- Document section:
———

Dalma advised companies in the G42 group, including on a “partnership with a tier one hyperscaler”. Microsoft acquired a $1.5bn stake in the Abu Dhabi-based company last year. Cefaratti also sourced the French data centre deal between G42 subsidiary Core42 and France’s DataOne, which closed this year.

This May, Dalma was joint arranger for Telegram’s $1.7bn bond issuance, which was led by Jefferies. Cefaratti had previously arranged meetings for Telegram with Abu Dhabi investors. 

For Cefaratti, the UAE’s bet on becoming an AI hub is a natural fit: “AI consumes massive amounts of energy and it’s very capital intensive.” The nation can then become “an exporter of intelligence”.

Cefaratti’s Dubai office features a sculpture of Babar the elephant holding a bag of bitcoin, a gift from the daughter of Dubai property tycoon turned data centre investor Hussain Sajwani. Cefaratti said he counted Binance founder Changpeng Zhao, another UAE resident who served jail time in the US, as a friend.

———

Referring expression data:
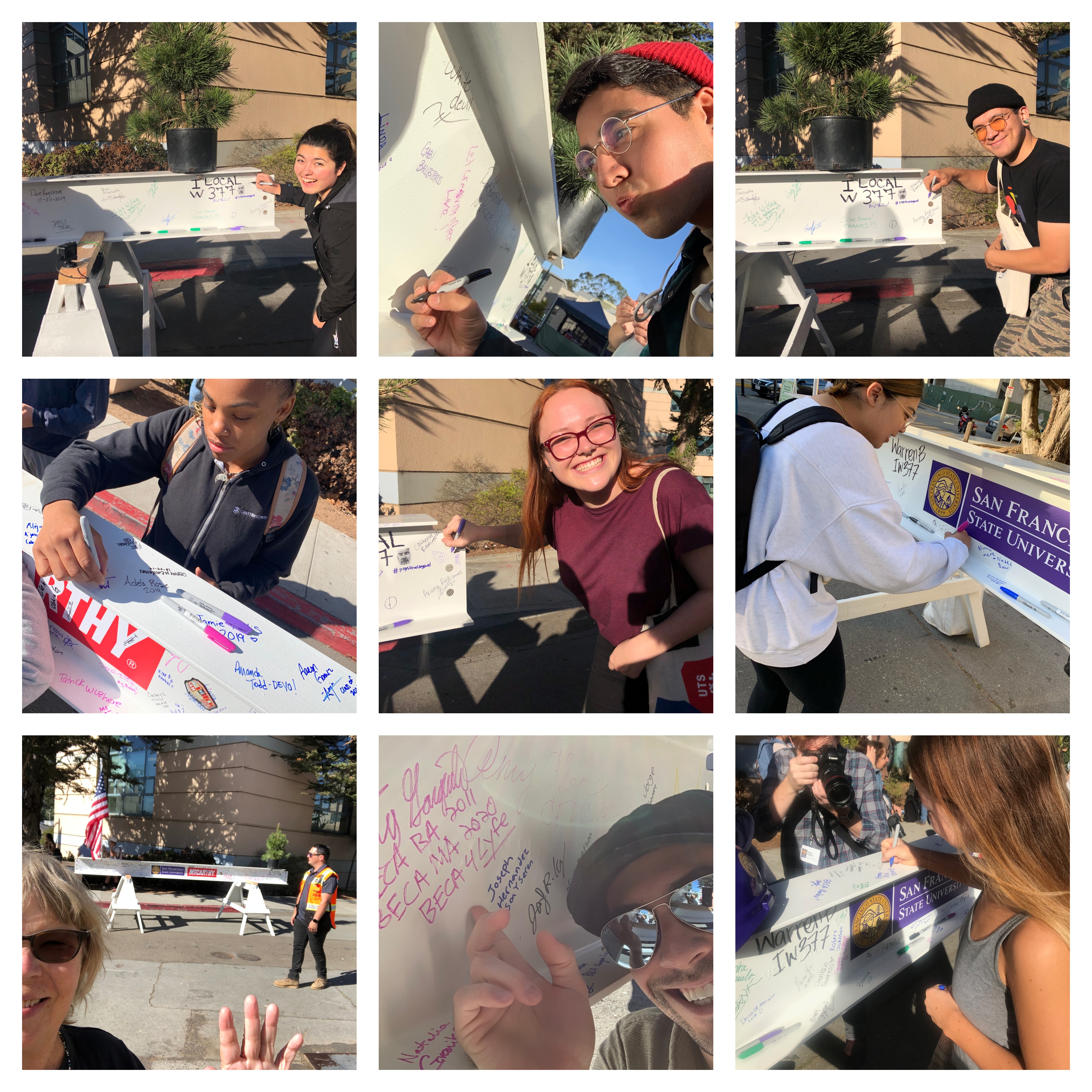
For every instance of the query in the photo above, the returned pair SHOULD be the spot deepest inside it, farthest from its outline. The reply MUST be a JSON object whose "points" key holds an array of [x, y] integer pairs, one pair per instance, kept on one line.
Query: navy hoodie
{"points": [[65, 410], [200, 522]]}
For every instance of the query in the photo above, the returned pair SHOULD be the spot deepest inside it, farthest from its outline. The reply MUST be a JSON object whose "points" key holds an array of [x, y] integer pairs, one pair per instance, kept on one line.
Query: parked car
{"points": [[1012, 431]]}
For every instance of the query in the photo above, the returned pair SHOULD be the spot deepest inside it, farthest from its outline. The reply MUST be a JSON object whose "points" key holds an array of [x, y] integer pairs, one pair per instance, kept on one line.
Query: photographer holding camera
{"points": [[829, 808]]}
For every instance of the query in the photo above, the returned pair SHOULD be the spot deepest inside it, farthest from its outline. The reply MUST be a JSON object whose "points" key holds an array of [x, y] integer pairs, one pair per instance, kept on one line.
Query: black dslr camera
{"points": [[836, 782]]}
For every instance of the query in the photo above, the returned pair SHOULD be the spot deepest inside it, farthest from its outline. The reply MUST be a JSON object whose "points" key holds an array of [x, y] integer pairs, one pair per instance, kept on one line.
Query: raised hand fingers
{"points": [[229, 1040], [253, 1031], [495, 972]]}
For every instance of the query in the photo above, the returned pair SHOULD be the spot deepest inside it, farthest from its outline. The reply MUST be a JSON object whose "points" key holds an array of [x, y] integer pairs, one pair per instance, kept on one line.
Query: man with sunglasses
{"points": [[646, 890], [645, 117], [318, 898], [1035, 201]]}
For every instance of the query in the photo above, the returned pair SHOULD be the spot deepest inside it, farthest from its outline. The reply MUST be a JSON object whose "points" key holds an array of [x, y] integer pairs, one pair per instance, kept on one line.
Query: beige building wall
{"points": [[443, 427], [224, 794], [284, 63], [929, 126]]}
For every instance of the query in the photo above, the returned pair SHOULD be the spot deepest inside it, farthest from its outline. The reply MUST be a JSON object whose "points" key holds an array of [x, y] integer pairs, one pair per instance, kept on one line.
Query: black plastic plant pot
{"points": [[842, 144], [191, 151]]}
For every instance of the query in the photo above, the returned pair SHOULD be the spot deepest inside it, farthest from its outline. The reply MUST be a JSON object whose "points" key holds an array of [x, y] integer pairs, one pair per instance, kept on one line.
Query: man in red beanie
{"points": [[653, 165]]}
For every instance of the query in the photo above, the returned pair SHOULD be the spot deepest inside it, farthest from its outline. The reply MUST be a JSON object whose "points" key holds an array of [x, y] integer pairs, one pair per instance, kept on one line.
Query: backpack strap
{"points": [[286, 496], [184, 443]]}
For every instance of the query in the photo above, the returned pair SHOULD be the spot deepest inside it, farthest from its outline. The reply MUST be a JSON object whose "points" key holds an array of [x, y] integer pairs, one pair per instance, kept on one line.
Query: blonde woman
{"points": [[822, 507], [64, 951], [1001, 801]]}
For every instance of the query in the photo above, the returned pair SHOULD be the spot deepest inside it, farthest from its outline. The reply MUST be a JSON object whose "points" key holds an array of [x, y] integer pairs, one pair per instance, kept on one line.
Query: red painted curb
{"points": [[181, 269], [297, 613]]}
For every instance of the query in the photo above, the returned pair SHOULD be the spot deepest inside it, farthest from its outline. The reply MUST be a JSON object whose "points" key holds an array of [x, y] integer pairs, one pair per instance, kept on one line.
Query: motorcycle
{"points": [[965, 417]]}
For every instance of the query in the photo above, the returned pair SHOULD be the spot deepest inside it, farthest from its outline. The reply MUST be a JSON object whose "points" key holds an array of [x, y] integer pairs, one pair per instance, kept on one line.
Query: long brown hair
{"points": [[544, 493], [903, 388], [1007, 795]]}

———

- Your tasks:
1. Answer these questions about the article excerpt on Dalma and Cefaratti:
(a) How large a stake did Microsoft acquire in the Abu Dhabi-based company?
(b) Which firm led Telegram's $1.7bn bond issuance?
(c) What does the sculpture in Cefaratti's Dubai office show?
2. Carry on the article excerpt on Dalma and Cefaratti from its last sentence.

- Results of the exercise:
1.
(a) $1.5bn
(b) Jefferies
(c) Babar the elephant holding a bag of bitcoin

2.
The AI boom came after Cefaratti suffered a career low. Between 2019 and 2023, he was investigated by the financial centre’s watchdog, which had become stricter after Dubai investment firm Abraaj imploded under its supervision.

He was charged with misleading the regulator, and hit with a $162,500 fine and barred from acting as senior executive officer for two years. The Dubai Financial Services Authority accused him of giving “false, misleading and deceptive information” about trades placed in 2016 on Dalma’s behalf, by a person who was not employed by the fund.

“I think the big mistake I made was not taking it seriously,” said Cefaratti. “It just seemed like such a small thing from so long ago.”

Cefaratti’s early career was as a child actor appearing in shows such as Star Trek: Deep Space Nine, while his grandmother encouraged him to invest his earnings in bonds and shares.

He dropped out of college to care for his father in 2009, starting a small health insurance brokerage business to cover medical bills. He returned to his studies and joined students opening a hedge fund; they were mocked as “Clueless Capital”.

The finance-focused student left an impression on academics at Franklin University Switzerland. Cefaratti was “one of those students you don’t forget”, remarked his former professor Roberto Cordon, saying he would receive emails from Cefaratti at 4am.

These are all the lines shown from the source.